---- DOCUMENT SECTION

"Masakali" is a Hindi song from the 2009 Bollywood film Delhi-6. It was composed by A. R. Rahman, sung by Mohit Chauhan and lyrics penned by Prasoon Joshi. The song was released as part of the soundtrack album of the film on 14 January 2009 at the Indian Idol 4 competition. This song is remade as Masakali 2.0
sung by Sachet Tandon and Tulsi Kumar from the movie Marjaavaan.

Development
Rahman composed the song much before he swept nearly all the international music awards for his Slumdog Millionaire soundtrack. He recorded the song in December 2008 and the vocalist was collaborating with Rahman only for the second time. The title of the song was the name of a pigeon appearing in the movie. The pigeon was a major theme used in the movie.

Release
The song was released as part of the soundtrack album of the film on 14 January 2009 at the Indian Idol 4 competition. The first video of the song "Masakali" was released featuring Sonam Kapoor and Abhishek Bachchan with a pigeon. However, the song was not part of the original film. According to the director, "The song was not really meant to be part of the narrative. I mean, who would think of putting in a song about a dove in a film like Delhi-6? It just happened. When I came to the pre-climax portion of my script, I was stuck. I needed a continuity link taking the narrative to its finale".

--------

### THE REQUEST
According to the article on the song "Masakali," where did the song's title come from?

---- DATASET EXTRACT

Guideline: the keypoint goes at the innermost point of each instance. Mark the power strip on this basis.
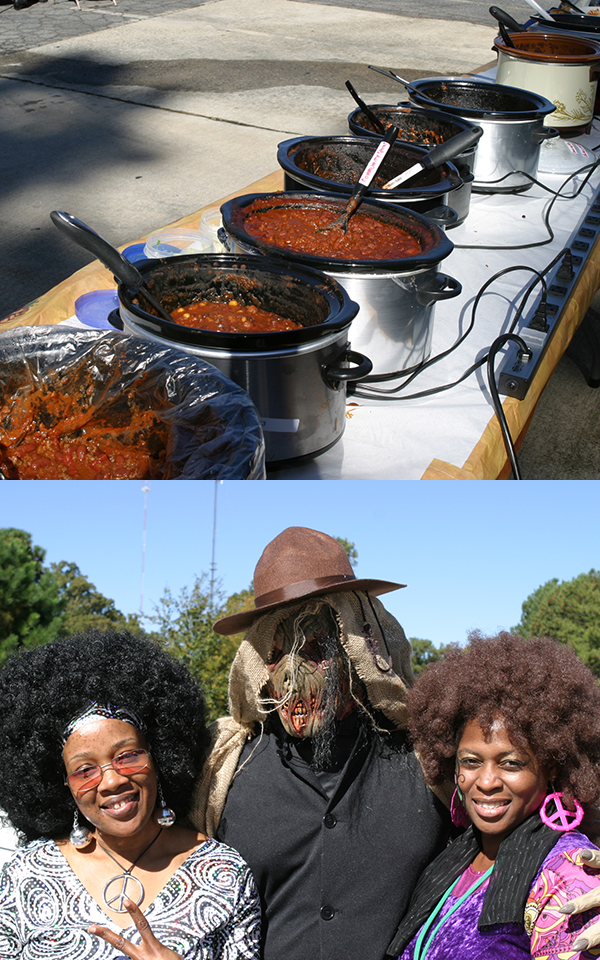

--------

### TASK RESPONSE
It was the name of a pigeon that appears in the movie.